• **About this exercise**:
From the passage on Indonesia's biodiversity law, list each problem it names as hampering the implementation of the CBD, the Nagoya Protocol and the national ABS regulations.

• **Passage**:
▶

In sum, Indonesia’s path forward demands that law be more than a passive regulator: it must actively combat injustice, support community agency, and foster environmental stewardship across generations. Only then can ecological justice transcend technical compliance, culminating in a reimagined form of Rechtskampf—a morally infused struggle for sovereignty, justice, and the preservation of life itself.
The protection of biodiversity and genetic resources has evolved into a strategic legal issue positioned at the intersection of environmental law, intellectual property regimes, and national sovereignty. For Indonesia—a megadiverse country—striking a balance between the sustainable utilization of its genetic assets and the imperative to safeguard against biopiracy presents a multifaceted legal and political challenge. The rise of biotechnological innovation and global demand for tropical bioresources have exacerbated the risks of unauthorized access and misappropriation, often disadvantaging the communities that have historically stewarded such resources.
Indonesia has undertaken several commendable legal initiatives by ratifying the Convention on Biological Diversity (CBD) and the Nagoya Protocol, and by introducing a range of national regulations to operationalize access and benefit-sharing (ABS) principles. Nevertheless, the implementation of these instruments remains fraught with institutional fragmentation, low legal awareness at the community level, and insufficient enforcement mechanisms. Only a limited portion of Indonesia’s CBD and Nagoya Protocol commitments have been translated into enforceable national legislation, creating legal gaps that are routinely exploited.

◀

(Stored records)
▶

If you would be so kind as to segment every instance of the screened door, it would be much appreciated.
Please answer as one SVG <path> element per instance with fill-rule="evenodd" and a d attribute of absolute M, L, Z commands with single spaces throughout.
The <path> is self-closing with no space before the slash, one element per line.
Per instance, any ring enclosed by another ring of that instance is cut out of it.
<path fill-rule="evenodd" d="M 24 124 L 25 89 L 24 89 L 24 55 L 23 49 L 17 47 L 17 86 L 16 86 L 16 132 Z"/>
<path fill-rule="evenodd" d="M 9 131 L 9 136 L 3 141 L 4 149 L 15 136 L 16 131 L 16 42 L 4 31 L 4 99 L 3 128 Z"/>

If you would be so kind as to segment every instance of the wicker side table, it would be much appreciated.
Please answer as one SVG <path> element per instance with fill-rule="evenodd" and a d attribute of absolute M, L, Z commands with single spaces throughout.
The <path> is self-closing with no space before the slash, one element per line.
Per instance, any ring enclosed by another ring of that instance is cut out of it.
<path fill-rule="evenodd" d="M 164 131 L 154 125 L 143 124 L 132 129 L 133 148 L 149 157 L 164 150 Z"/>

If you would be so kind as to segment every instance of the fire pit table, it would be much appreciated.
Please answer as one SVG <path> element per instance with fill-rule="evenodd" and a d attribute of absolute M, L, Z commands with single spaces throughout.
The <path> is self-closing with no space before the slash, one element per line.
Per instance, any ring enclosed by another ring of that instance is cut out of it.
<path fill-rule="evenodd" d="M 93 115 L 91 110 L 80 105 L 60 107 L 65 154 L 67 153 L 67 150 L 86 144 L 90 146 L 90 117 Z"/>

◀

• **Answer section**:
- Institutional fragmentation
- Low legal awareness at the community level
- Insufficient enforcement mechanisms